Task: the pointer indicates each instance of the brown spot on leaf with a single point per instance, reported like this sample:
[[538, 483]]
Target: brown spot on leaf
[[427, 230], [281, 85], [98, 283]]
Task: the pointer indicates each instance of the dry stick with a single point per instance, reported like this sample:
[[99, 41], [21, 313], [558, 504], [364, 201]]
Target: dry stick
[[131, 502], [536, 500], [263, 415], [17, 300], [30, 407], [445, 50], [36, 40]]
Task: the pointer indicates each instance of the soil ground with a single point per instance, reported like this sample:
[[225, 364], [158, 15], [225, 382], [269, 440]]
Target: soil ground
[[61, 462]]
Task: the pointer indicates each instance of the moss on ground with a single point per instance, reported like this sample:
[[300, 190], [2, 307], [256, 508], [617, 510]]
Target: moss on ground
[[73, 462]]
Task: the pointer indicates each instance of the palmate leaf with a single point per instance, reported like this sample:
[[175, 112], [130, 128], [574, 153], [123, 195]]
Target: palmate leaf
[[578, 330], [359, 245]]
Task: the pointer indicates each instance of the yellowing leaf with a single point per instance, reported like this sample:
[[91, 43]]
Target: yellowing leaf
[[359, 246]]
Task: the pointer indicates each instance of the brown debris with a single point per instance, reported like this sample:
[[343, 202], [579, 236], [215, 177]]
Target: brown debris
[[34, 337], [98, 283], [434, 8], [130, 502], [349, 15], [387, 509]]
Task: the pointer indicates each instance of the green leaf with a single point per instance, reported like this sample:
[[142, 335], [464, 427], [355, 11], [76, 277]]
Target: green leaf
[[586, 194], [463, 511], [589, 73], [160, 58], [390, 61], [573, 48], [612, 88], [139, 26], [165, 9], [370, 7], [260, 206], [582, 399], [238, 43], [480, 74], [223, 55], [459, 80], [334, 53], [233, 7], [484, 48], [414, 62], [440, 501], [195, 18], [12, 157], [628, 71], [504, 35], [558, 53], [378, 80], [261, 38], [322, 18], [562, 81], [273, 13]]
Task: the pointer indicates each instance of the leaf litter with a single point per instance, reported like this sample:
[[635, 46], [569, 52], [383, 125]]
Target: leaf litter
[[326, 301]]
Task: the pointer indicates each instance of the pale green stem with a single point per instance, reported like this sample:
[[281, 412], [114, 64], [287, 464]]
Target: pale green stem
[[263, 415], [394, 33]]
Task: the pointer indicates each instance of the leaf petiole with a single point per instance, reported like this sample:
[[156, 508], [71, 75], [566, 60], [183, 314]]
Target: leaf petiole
§ §
WHAT TO DO:
Return every entry verbatim.

TASK RESULT:
Task: the pointer indicates each instance of the brown spot on leaf with a single point per instance, reported like this sample:
[[538, 483]]
Target: brown spot on leaf
[[427, 230], [281, 85], [98, 283]]
Task: the pointer indicates each instance of the dry stick with a single point per instance, reported like this sample:
[[99, 41], [21, 313], [558, 504], [364, 201]]
Target: dry stick
[[131, 502], [536, 500], [263, 415], [17, 300], [30, 407], [445, 50], [36, 40]]
Task: the pointer indicates each instance of the soil ground with a single point per instance, reported like this sample:
[[225, 364], [158, 15], [225, 382], [269, 440]]
Target: soil ground
[[61, 462]]
Task: the pointer indicates each instance of the moss on ground with a single point per instance, reported like this sample:
[[300, 190], [2, 307], [256, 508], [617, 510]]
Target: moss on ground
[[73, 462]]
Task: the pointer indicates each instance of the palmate leaf with a single point per instance, reported like this sample:
[[175, 112], [130, 128], [574, 153], [123, 195]]
Target: palmate leaf
[[578, 330], [359, 245]]
Task: the pointer indicates each instance of the yellowing leaf with a single point per instance, reported like this sample:
[[91, 43]]
Target: yellowing leaf
[[359, 246]]
Task: the pointer indicates each instance of the brown debris with a single point per instance, reported like this sample:
[[343, 202], [579, 236], [215, 177]]
Target: brown debris
[[34, 337], [98, 283], [434, 8], [130, 502], [349, 15], [387, 509]]
Task: the pointer indicates each instance of the green leaf with a single point per instance, reported like this sample:
[[142, 335], [464, 427], [355, 11], [76, 277]]
Target: green leaf
[[586, 194], [463, 511], [589, 73], [160, 58], [390, 61], [573, 48], [612, 88], [139, 26], [165, 9], [370, 7], [260, 206], [582, 399], [238, 43], [480, 74], [223, 55], [459, 80], [334, 53], [233, 7], [484, 48], [414, 62], [440, 501], [195, 18], [12, 157], [628, 71], [504, 35], [558, 53], [378, 80], [261, 38], [322, 18], [562, 81], [273, 13]]
Task: the pointer indicates each instance of the leaf litter with a single point per instance, reported like this sample:
[[635, 46], [569, 52], [383, 125]]
Target: leaf litter
[[326, 301]]
Task: the pointer indicates each instance of the pale green stem with a single point per instance, reported like this sample:
[[281, 412], [114, 64], [287, 464]]
Target: pale green stem
[[263, 415], [394, 33]]
Task: the pointer indicates each instance of the leaf petiole with a single point per instance, reported like this sample:
[[156, 508], [71, 75], [566, 60], [183, 314]]
Target: leaf petiole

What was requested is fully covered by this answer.